- _EXTRACT_
* * *

# Apple in your humidor?



## Dan_ (Dec 16, 2006)

My buddies father says he used to smoke cigars, and he'd keep his in a regular cigar box with just half an apple in it for humidification. I've never heard of this before, anyone ever do this or know if it really works?


----------



## drawfour (Aug 22, 2006)

Dan_ said:


> My buddies father says he used to smoke cigars, and he'd keep his in a regular cigar box with just half an apple in it for humidification. I've never heard of this before, anyone ever do this or know if it really works?


Sure, in a pinch, I'm sure it will work. I've heard of people who do that to rehydrate pipe tobacco if it got a little dry. I wouldn't recommend doing that as your permanent source of humidity though. It could always impart some apple smell into your cigars.

Personally, I'd rather eat the apple.


----------



## RJT (Feb 12, 2005)

Yea heard old timmers doing that. I also heard folks putting an apple in with their weed to....lol :w


----------



## Glacierman (Nov 16, 2006)

You can do that, but over time, it will impart a distinct apple flavor to your cigars, just as it does to pipe tobacco. I used to smoke a pipe and used this technique often. It made little difference to the aromatic blends, but the English and Balkan blends did not improve with the addition of apple!

I don't recommend this approach.

Cheers!


----------



## taltos (Feb 28, 2006)

My father always smoked Bond Street and bought it in cans that were about 1 pound. He would quarter an apple and bury 2 of he quarters in the bottom of the can. Made about the last inch of tobacco unsmokeable but kept the rest of the can moist.


----------



## tuneman07 (May 27, 2007)

I can speak from experience that putting an apple in with certain leafy substances will definitely add an apple taste. I wouldn't want to do it to cigars- leave it to the Marleys :w


----------



## Darrell (Aug 12, 2007)

tuneman07 said:


> I can speak from experience that putting an apple in with certain leafy substances will definitely add an apple taste. I wouldn't want to do it to cigars- leave it to the Marleys :w


Damn pot heads. :r


----------



## Major Captain Silly (May 24, 2007)

One word: Mold

MCS


----------



## physiognomy (Feb 6, 2007)

As well as apple, I recently heard that putting raisins in pipe tobacco is one way to keep it humidified (or to re-humidify?)... Not sure I'd try it myself, but they had to do something before disc humidifiers were invented p


----------



## icehog3 (Feb 20, 2005)

I just whizz on them, gets them good and moist.




 :r


----------



## Smoked (Apr 12, 2007)

icehog3 said:


> I just whizz on them, gets them good and moist.
> 
> :r


Note to self, "refuse all packages from icehog".


----------



## SmokeyJoe (Oct 3, 2006)

Smoked said:


> Note to self, "refuse all packages from icehog".


:r makes you wonder... don't it? :ss


----------



## LORD PUFFER (Dec 27, 2006)

With pipe tobacco humidifiers available, I would pass on this method. Also with Icehogs urine in ample supply :al, who needs apples u.


----------



## Coz77 (Jan 6, 2007)

icehog3 said:


> I just whizz on them, gets them good and moist.
> 
> :r


:r Icehog said Whizz :r....haven't heard that term in about 20 years. Funny stuff.


----------

* * *

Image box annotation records
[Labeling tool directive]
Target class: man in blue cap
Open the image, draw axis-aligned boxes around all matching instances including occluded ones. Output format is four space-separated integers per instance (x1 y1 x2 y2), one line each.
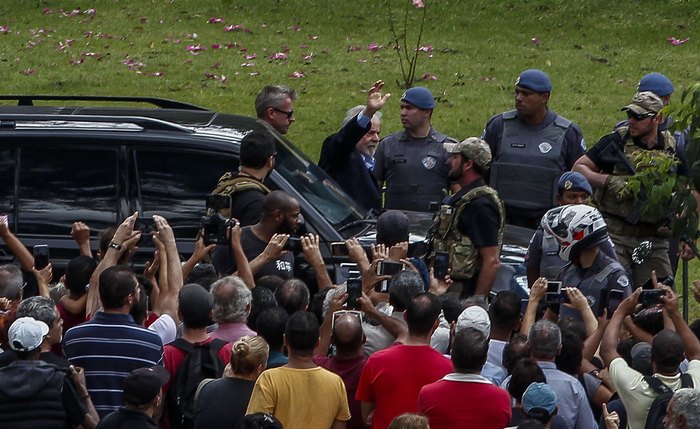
374 86 459 211
525 171 617 286
482 69 586 228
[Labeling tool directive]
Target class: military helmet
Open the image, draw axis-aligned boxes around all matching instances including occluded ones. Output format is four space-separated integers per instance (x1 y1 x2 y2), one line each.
542 204 608 261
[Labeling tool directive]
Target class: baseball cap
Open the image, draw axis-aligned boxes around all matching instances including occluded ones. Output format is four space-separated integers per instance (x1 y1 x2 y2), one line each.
7 317 49 352
637 73 674 97
559 171 593 195
443 137 491 168
620 91 664 115
515 69 552 92
630 341 653 375
522 383 557 415
455 305 491 338
377 210 408 246
124 365 170 405
401 86 435 109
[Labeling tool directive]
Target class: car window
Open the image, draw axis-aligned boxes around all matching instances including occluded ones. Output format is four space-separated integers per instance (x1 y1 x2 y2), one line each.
16 144 118 236
134 149 238 238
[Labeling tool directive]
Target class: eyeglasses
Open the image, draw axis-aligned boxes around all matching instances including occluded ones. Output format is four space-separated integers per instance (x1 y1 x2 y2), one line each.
331 310 362 329
272 107 294 119
627 110 656 121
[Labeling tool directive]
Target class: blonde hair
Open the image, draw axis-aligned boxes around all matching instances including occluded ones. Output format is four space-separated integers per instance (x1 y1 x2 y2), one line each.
387 413 430 429
231 335 270 375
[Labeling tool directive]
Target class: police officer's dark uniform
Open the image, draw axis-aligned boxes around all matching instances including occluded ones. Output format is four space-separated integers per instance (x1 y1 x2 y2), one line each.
482 69 586 228
429 137 505 297
374 87 456 211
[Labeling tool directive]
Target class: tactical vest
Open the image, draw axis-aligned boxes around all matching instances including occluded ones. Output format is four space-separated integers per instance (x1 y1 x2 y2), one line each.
0 368 66 429
540 231 566 280
593 126 676 224
429 186 506 280
559 257 625 320
207 172 270 217
382 129 456 211
489 110 571 210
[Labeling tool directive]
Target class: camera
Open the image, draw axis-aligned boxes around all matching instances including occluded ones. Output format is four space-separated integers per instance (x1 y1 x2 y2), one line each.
202 194 237 246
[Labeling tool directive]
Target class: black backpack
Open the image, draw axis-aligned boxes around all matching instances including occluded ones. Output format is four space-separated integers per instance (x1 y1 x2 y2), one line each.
644 374 693 429
167 338 227 429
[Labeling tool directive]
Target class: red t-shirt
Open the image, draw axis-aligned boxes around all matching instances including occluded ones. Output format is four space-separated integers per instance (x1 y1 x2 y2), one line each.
418 374 511 429
355 345 452 429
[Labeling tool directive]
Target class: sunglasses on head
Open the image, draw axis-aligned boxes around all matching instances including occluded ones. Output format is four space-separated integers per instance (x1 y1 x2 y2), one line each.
627 110 656 121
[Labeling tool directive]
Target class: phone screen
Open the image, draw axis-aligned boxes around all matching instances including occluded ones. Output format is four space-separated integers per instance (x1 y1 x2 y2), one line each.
345 279 362 310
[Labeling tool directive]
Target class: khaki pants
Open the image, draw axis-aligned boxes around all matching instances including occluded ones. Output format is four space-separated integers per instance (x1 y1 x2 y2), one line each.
609 233 674 289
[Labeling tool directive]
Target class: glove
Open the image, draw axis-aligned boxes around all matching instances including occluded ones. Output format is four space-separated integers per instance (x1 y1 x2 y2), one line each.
605 175 633 201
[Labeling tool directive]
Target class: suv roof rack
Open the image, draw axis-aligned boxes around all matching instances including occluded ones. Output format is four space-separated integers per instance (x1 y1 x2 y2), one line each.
0 113 194 133
0 95 209 111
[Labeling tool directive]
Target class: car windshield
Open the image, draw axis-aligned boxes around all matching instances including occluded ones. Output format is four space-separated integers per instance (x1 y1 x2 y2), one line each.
275 133 364 230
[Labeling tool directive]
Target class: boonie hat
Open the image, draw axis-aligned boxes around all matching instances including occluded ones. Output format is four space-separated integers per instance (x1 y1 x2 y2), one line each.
522 383 557 415
124 365 170 405
515 69 552 92
620 91 664 115
443 137 491 168
637 73 674 97
455 305 491 338
559 171 593 195
401 86 435 109
7 317 49 352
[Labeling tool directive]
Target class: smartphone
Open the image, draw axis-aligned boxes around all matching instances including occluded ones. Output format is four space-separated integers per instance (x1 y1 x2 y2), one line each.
601 289 625 319
433 252 450 280
377 261 406 276
638 289 665 307
32 244 49 270
544 281 562 304
345 279 362 310
331 241 348 257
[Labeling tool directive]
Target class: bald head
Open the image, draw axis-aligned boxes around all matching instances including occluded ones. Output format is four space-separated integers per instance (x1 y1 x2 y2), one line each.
333 314 364 355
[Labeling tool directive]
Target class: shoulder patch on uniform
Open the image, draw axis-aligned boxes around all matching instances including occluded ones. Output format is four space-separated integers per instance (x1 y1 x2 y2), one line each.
617 274 630 287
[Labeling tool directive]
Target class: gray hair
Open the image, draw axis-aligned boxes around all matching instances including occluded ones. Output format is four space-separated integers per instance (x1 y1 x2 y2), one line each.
255 85 297 119
211 276 253 323
0 264 24 300
17 296 58 328
527 320 561 359
340 104 382 128
671 387 700 428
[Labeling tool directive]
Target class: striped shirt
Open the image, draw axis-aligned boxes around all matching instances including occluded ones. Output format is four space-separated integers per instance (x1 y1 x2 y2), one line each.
63 311 163 418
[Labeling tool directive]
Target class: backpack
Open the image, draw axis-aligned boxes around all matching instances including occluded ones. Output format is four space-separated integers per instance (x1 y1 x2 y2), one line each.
644 374 693 429
167 338 227 429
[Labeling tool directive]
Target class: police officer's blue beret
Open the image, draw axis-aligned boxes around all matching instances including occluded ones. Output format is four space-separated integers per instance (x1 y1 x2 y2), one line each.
637 73 674 97
559 171 593 195
515 69 552 92
401 86 435 109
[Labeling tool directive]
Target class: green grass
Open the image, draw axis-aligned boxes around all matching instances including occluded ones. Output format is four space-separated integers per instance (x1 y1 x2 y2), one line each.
0 0 700 315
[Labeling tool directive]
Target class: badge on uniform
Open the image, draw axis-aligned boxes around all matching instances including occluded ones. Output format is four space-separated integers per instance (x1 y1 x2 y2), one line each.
421 156 435 170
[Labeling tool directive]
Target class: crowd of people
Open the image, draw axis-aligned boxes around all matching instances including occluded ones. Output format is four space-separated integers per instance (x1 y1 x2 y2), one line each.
0 70 700 429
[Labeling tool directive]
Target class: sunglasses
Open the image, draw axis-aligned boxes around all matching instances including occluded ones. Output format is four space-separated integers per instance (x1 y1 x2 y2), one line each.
331 310 362 329
272 107 294 119
627 110 656 121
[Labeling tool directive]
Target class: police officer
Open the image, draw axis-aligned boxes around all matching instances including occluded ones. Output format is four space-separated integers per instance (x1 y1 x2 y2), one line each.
429 137 505 303
543 204 632 320
574 91 682 286
212 131 277 226
483 69 586 229
374 86 457 211
525 171 617 285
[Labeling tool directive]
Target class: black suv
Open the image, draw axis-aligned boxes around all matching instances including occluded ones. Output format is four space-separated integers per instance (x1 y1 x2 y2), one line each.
0 96 529 292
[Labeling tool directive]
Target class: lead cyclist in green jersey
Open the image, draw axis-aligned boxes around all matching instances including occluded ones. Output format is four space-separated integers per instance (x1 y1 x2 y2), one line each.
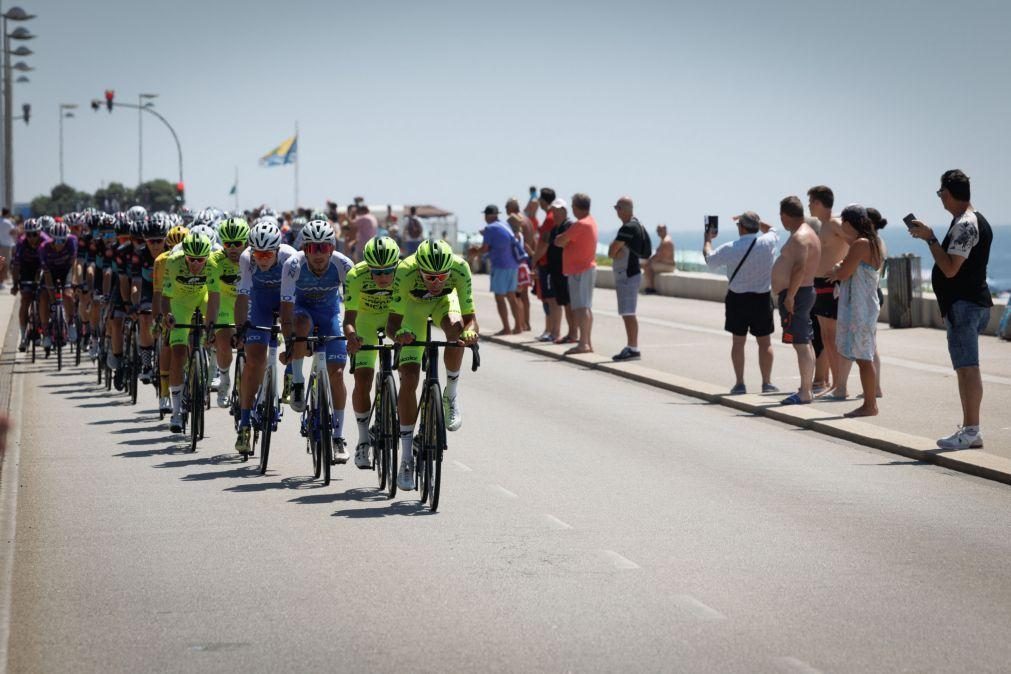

* * *

- _EXERCISE BRIEF_
Please say which tobacco taltos's father always smoked, according to the thread on apples in humidors.

- _EXERCISE SOLUTION_
Bond Street.